-------- Data in this exercise --------
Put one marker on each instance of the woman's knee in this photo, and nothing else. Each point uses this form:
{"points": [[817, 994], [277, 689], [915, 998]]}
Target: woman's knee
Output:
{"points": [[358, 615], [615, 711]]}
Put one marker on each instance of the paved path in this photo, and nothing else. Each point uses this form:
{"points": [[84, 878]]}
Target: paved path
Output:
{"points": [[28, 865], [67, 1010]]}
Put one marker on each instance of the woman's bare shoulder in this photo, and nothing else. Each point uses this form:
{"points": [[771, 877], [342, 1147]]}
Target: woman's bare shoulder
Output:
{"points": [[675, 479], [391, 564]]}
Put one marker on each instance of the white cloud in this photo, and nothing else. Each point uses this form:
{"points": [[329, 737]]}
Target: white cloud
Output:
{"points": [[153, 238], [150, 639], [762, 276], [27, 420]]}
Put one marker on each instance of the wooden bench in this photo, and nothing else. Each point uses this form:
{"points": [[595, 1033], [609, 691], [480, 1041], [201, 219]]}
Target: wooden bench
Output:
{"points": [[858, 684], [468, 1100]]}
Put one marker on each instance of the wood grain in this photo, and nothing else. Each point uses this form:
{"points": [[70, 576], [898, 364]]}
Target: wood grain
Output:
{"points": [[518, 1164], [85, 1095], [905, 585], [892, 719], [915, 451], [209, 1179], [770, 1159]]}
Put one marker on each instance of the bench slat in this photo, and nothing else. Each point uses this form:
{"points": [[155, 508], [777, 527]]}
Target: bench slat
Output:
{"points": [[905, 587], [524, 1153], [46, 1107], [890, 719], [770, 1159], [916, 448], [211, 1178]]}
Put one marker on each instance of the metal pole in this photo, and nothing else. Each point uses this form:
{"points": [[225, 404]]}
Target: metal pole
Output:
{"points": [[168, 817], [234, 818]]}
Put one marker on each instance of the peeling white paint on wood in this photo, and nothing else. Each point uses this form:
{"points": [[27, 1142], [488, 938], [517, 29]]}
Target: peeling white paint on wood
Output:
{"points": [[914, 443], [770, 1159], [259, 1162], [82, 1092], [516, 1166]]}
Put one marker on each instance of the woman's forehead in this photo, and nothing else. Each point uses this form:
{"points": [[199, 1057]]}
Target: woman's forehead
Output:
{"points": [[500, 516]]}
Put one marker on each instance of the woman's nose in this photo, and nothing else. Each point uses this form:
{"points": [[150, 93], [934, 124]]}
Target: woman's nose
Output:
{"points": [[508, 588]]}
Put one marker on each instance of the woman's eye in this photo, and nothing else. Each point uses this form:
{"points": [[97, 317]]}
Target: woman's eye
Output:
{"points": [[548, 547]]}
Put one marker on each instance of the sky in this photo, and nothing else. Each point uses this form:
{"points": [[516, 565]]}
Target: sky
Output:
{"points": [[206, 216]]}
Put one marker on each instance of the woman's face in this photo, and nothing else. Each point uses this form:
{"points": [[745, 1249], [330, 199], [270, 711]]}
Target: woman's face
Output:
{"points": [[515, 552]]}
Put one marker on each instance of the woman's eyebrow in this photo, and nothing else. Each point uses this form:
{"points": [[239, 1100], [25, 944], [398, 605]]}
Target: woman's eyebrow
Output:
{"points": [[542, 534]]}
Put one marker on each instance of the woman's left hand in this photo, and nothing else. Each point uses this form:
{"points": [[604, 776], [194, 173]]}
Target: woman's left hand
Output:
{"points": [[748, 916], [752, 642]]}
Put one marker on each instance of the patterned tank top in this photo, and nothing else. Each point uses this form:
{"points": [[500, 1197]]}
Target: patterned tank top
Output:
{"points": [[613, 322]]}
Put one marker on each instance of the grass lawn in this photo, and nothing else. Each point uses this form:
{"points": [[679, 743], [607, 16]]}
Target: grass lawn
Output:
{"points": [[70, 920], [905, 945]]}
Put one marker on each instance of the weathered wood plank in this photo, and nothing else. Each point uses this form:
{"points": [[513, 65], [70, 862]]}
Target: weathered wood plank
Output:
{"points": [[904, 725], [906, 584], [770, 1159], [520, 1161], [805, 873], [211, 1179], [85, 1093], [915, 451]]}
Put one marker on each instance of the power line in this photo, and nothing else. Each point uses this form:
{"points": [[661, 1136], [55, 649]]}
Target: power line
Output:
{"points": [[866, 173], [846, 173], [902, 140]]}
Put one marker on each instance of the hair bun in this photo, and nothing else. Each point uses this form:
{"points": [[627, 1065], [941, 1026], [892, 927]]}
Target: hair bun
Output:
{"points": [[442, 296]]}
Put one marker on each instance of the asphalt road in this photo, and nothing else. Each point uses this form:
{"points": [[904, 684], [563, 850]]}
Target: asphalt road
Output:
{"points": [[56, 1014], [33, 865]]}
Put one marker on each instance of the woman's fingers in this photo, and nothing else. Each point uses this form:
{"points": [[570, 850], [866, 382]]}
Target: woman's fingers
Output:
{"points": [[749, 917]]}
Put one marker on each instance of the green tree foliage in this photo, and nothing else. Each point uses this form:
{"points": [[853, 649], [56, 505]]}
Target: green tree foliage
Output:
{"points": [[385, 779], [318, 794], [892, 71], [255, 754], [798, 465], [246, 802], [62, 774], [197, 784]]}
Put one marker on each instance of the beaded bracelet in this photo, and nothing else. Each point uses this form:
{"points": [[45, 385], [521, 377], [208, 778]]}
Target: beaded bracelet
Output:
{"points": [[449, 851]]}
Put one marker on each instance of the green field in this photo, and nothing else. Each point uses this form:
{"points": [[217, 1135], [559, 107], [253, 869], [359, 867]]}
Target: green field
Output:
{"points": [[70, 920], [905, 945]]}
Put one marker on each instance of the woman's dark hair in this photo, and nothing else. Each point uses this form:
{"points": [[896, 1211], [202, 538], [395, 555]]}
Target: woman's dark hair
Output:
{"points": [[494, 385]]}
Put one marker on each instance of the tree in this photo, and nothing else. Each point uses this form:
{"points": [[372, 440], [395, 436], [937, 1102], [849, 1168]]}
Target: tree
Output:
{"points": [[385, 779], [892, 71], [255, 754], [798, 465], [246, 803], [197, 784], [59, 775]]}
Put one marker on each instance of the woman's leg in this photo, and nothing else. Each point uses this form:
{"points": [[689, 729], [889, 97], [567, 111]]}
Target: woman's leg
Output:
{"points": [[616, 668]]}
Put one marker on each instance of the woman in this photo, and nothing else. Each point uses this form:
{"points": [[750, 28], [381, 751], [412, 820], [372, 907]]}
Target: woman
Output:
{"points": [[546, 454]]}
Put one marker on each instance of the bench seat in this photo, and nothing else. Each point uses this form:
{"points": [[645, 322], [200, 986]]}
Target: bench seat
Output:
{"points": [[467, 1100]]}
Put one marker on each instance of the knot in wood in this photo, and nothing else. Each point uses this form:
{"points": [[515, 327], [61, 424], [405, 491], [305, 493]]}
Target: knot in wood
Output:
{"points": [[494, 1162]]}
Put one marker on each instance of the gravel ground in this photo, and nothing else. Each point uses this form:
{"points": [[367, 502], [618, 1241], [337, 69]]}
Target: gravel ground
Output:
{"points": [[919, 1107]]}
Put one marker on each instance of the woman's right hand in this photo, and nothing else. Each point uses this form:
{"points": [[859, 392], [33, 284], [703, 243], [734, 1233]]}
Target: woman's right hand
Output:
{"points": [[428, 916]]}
--------
## Problem
Show each line in the data where the string "foliage" appears.

## Answer to the problem
Put one marker on each instance of the green tree foliage in this photo, and nothing else. Each point uses this form:
Target: green tree foliage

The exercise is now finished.